#### Exercise directions:
The answer is every line of the records that holds the word "vanity", copied in full.

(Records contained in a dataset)
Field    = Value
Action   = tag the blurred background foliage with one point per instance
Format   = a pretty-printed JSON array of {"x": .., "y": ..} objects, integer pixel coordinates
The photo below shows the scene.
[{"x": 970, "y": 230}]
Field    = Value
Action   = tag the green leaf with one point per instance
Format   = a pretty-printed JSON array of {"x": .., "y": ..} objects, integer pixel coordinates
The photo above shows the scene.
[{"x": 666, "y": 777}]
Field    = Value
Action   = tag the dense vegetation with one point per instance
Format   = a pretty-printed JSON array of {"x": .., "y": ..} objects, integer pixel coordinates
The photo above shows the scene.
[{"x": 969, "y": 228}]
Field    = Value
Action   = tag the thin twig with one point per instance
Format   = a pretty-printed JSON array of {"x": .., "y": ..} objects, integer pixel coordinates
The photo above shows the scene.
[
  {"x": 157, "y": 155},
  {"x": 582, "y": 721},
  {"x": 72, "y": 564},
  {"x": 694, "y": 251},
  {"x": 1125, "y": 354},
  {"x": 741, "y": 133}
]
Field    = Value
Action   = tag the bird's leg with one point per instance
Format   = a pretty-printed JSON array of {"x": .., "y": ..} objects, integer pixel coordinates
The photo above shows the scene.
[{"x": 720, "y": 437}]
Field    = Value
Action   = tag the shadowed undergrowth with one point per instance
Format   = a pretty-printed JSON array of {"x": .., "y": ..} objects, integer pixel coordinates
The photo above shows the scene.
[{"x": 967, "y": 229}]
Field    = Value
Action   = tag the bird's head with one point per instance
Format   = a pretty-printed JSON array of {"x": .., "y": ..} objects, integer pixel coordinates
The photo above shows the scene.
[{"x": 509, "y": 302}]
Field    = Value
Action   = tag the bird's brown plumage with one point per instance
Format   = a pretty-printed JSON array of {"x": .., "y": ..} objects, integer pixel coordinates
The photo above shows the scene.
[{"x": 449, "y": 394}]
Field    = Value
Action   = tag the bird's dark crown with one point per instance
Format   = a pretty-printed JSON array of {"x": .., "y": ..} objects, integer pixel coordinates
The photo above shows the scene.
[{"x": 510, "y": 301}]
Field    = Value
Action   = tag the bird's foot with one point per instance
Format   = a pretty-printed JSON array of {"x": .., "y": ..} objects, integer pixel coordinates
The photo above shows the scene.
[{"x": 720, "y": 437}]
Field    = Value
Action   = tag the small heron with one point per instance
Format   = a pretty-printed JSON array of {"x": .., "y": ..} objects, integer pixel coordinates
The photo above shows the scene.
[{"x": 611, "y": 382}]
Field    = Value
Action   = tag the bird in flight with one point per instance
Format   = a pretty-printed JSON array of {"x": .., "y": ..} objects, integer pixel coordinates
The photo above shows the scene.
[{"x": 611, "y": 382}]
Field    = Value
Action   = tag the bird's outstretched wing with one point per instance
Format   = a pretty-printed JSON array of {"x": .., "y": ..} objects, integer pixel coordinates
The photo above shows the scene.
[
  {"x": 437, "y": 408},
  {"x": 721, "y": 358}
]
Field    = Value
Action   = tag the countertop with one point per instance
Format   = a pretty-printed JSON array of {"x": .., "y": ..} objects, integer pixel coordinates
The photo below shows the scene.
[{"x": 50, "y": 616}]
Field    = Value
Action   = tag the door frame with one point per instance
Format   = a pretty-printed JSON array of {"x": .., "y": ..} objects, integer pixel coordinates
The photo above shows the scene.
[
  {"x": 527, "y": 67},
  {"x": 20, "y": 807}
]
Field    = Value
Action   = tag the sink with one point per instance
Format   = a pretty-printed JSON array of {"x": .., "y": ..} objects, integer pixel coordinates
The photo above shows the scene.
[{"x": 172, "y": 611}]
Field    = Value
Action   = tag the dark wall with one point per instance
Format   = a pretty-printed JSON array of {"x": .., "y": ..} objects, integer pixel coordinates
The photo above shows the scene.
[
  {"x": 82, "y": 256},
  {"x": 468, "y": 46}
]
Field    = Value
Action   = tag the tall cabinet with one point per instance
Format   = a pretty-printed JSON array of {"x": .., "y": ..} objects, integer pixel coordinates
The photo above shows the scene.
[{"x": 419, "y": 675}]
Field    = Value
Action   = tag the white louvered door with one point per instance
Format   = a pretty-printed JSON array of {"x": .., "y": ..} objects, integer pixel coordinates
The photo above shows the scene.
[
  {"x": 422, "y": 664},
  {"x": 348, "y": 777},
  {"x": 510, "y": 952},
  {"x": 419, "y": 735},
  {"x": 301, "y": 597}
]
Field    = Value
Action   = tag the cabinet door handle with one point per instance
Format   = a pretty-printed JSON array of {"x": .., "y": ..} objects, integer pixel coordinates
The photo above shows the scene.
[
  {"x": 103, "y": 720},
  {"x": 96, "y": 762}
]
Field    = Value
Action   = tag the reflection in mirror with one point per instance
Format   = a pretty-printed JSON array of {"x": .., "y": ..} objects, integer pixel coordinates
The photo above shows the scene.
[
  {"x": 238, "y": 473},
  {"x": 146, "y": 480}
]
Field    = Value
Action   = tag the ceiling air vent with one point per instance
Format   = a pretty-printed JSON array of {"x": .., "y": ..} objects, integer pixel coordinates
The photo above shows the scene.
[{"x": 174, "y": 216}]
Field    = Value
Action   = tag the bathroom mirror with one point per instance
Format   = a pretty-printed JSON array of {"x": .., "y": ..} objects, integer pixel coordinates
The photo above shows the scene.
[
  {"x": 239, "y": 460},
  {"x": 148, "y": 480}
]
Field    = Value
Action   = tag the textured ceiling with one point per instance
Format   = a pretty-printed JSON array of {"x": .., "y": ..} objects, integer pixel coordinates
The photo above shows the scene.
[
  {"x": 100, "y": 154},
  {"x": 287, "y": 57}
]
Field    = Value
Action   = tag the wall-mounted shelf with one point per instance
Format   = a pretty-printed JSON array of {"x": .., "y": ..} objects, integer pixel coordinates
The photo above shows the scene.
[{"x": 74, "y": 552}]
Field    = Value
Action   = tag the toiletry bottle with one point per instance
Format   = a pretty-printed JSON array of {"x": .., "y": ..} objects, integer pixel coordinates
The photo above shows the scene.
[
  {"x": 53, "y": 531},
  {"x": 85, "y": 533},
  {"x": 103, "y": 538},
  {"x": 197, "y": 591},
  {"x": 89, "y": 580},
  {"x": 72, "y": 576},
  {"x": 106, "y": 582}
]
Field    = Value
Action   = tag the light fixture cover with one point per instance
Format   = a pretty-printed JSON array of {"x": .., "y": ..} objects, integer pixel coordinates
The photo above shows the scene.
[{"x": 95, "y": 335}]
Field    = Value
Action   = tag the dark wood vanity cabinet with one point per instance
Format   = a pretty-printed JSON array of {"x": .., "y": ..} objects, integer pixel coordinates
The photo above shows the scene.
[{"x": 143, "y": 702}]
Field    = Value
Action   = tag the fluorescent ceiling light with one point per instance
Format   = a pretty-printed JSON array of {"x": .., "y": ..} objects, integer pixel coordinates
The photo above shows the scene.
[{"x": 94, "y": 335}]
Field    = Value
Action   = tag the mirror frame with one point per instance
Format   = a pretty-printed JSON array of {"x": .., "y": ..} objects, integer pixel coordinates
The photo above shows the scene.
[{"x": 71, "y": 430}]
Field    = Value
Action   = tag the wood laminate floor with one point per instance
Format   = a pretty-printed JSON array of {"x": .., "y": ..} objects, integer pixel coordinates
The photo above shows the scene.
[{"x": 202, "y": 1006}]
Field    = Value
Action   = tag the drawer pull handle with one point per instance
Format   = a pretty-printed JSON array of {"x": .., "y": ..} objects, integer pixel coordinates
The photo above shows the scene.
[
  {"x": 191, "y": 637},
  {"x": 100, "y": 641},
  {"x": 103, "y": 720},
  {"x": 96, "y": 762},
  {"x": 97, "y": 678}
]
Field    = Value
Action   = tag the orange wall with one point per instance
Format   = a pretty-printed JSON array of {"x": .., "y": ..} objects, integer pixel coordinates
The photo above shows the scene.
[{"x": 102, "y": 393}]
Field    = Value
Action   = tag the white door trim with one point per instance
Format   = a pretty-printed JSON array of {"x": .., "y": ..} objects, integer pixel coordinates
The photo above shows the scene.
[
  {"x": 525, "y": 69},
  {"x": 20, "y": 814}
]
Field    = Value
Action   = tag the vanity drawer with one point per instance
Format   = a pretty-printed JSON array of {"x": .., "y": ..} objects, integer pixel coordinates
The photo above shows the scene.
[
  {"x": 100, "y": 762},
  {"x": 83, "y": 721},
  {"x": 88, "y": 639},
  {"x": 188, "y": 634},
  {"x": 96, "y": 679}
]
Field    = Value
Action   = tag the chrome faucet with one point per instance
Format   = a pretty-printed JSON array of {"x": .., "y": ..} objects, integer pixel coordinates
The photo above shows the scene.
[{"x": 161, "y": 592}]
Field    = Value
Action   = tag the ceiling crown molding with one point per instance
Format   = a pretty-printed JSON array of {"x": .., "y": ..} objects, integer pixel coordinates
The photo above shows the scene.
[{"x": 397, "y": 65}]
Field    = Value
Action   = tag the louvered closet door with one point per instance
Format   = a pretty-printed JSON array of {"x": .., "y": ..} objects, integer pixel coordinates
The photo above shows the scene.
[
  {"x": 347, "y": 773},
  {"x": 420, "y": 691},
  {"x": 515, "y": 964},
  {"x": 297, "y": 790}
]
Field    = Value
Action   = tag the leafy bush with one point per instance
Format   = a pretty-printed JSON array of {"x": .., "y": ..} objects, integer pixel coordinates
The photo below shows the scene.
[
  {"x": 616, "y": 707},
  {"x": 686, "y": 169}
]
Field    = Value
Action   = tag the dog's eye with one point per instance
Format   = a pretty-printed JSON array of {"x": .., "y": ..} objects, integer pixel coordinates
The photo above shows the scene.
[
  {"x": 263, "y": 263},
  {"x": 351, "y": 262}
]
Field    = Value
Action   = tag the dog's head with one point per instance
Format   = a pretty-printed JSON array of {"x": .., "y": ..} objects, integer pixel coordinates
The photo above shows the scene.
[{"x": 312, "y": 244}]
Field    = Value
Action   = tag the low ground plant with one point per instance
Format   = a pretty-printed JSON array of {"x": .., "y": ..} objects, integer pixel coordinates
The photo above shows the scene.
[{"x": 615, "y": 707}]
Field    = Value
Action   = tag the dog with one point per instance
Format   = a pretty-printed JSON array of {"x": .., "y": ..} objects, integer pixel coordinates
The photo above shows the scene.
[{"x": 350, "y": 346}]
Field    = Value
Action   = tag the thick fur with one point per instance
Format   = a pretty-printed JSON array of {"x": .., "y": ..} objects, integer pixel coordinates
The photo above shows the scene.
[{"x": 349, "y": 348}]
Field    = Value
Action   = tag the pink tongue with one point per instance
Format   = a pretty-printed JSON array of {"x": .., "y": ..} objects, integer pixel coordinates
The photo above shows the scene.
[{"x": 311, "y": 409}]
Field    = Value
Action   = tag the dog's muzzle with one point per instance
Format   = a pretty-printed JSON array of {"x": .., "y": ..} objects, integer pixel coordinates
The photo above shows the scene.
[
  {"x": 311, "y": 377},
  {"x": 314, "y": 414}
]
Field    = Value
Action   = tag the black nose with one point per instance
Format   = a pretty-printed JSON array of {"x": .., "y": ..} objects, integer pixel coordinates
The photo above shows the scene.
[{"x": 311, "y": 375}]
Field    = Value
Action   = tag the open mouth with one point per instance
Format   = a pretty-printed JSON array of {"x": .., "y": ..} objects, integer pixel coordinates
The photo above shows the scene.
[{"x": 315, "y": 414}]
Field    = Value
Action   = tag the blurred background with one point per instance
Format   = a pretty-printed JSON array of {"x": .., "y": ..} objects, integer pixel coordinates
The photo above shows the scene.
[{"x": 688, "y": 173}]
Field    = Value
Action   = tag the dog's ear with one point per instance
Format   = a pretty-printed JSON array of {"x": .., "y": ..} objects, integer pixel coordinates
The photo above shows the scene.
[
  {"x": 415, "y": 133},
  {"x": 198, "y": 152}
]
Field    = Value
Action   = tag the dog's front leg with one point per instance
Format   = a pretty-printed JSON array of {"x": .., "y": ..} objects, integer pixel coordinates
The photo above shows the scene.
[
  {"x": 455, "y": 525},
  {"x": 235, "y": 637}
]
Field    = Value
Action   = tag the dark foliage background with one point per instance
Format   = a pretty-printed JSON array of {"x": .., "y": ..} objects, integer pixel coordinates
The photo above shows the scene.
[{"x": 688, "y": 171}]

#### Task solution:
Action   = tag the dark wood vanity cabinet with one point per instance
Action   = tag the vanity drawer with one point per instance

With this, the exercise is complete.